▶ [Task details] Render the records as a numbered list, from their first line up to and including the line containing "342, 362, 427]]". Leave out blank lines.

▶ [The input]
|---|
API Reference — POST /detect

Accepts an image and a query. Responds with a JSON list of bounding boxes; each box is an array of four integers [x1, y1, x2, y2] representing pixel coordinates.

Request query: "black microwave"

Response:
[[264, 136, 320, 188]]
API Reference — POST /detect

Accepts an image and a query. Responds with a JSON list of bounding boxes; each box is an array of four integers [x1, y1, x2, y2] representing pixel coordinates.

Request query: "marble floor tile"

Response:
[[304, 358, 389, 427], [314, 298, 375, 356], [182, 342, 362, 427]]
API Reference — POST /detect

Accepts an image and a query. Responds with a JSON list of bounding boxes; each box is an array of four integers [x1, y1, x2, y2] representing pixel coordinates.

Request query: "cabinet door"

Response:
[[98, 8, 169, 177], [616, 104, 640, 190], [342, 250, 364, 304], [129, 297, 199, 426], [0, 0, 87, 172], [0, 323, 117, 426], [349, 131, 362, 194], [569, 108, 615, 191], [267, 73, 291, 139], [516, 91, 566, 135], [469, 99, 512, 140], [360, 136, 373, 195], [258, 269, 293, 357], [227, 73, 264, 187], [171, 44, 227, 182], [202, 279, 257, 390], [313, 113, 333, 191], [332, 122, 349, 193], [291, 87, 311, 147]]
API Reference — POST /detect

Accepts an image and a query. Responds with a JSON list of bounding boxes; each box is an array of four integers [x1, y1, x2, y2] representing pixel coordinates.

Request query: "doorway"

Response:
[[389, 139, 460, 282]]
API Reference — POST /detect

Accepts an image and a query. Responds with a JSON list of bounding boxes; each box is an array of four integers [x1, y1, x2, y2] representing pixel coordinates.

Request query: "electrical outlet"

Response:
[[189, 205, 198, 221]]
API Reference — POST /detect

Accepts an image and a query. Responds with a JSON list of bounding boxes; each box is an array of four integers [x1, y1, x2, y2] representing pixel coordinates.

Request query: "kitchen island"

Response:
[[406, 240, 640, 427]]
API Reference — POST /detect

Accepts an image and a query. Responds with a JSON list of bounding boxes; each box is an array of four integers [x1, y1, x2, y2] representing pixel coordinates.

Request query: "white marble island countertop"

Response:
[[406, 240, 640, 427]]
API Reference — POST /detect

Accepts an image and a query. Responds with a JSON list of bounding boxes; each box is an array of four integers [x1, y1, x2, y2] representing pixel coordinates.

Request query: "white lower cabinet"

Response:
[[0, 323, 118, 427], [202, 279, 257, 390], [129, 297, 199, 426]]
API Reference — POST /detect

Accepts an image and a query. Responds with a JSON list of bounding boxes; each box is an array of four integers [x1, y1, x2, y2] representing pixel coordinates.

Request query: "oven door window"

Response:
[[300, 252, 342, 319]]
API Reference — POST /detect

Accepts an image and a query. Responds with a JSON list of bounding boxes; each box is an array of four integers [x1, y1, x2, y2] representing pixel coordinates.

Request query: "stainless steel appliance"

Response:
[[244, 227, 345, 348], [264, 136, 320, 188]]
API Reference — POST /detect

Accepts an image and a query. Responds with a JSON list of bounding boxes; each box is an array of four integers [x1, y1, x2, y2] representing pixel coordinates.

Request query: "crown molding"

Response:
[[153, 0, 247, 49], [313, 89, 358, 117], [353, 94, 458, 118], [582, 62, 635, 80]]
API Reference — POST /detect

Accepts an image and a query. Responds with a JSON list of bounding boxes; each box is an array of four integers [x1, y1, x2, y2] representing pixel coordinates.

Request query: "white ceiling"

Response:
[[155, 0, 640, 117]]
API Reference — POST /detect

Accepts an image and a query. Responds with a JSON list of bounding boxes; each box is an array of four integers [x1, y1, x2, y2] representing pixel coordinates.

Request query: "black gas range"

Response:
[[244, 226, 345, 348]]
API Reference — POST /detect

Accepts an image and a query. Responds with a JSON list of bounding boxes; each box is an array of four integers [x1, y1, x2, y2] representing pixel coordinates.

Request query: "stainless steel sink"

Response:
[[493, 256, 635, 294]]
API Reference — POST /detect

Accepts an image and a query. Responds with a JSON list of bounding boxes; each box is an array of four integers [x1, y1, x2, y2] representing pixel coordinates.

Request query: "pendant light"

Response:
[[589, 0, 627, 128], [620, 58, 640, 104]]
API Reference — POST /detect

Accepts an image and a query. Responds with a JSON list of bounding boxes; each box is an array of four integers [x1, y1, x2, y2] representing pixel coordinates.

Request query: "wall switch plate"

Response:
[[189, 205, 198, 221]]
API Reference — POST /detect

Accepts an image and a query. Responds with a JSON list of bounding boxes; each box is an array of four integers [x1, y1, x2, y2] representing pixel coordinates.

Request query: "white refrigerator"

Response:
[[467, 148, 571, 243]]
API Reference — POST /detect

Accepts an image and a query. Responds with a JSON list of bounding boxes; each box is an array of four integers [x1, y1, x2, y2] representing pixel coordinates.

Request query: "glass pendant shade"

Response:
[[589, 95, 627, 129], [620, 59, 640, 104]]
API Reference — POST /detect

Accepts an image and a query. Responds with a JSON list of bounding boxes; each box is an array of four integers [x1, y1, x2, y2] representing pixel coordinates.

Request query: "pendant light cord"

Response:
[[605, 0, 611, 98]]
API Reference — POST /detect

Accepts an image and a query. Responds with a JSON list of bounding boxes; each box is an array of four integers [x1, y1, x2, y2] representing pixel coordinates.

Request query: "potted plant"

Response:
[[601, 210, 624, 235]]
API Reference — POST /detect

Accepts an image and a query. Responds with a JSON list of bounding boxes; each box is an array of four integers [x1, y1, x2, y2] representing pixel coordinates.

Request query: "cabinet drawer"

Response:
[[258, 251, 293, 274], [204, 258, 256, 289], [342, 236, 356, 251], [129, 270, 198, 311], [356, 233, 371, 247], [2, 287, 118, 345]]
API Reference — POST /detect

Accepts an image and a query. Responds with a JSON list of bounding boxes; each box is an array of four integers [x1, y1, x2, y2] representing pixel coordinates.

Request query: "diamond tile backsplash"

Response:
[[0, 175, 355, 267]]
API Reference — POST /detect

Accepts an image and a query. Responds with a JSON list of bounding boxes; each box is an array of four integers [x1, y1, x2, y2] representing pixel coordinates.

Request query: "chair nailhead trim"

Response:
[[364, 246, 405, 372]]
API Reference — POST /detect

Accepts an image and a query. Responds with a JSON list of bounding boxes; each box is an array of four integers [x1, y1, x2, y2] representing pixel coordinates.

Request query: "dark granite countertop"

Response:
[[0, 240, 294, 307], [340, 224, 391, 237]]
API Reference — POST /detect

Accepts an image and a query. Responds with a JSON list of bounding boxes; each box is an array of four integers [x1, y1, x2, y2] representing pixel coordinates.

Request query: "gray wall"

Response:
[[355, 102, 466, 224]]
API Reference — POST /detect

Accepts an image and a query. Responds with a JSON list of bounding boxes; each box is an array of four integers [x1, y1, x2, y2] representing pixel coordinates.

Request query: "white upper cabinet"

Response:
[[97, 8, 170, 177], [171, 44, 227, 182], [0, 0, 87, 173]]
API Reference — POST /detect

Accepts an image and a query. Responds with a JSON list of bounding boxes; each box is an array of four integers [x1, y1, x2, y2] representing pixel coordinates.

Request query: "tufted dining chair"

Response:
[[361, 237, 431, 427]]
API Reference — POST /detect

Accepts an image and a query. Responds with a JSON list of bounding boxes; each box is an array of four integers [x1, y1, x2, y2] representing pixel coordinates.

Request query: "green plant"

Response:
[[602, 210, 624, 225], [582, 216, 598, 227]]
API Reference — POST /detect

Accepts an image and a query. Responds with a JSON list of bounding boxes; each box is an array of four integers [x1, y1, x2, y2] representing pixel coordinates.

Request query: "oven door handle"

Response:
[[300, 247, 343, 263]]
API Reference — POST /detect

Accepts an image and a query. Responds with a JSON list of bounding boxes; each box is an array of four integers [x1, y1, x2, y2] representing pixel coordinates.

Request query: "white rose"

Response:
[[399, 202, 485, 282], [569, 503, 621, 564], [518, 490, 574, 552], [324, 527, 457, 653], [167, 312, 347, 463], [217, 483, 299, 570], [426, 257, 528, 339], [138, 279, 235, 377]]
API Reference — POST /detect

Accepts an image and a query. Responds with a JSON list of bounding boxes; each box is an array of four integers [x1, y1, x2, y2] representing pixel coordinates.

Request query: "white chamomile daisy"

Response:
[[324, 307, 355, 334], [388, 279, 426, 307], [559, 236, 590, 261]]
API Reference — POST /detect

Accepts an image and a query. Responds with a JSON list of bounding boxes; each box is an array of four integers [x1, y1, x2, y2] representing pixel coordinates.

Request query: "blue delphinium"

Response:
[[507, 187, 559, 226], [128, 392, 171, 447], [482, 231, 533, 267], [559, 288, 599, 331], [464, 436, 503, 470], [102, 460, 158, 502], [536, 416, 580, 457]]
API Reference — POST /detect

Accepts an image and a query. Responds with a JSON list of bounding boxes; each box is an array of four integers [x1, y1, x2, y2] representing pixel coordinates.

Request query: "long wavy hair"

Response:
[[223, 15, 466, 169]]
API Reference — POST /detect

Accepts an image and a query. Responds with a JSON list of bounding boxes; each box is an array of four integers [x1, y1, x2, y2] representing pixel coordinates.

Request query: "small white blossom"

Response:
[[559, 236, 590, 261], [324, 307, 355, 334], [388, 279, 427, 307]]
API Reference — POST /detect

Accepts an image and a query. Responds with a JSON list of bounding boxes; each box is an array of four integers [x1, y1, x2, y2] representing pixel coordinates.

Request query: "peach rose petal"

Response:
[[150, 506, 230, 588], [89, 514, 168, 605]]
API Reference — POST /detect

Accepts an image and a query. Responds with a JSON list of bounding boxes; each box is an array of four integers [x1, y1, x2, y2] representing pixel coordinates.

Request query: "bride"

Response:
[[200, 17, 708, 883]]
|---|
▶ [Solution]
1. API Reference — POST /detect
2. Accepts an image and a query. Responds with a JSON list of bounding boxes; each box is an array of four integers [x1, y1, x2, y2] representing pixel coordinates.
3. Request query: "black microwave"
4. Response:
5. [[264, 136, 320, 188]]
6. API Reference — POST /detect
7. Accepts an image and a query. Responds with a JSON list of bounding boxes; each box is an array of four integers [x1, y1, x2, y2] representing pixel coordinates.
8. Request query: "marble floor tile"
9. Response:
10. [[304, 358, 389, 427], [314, 298, 375, 356], [182, 342, 362, 427]]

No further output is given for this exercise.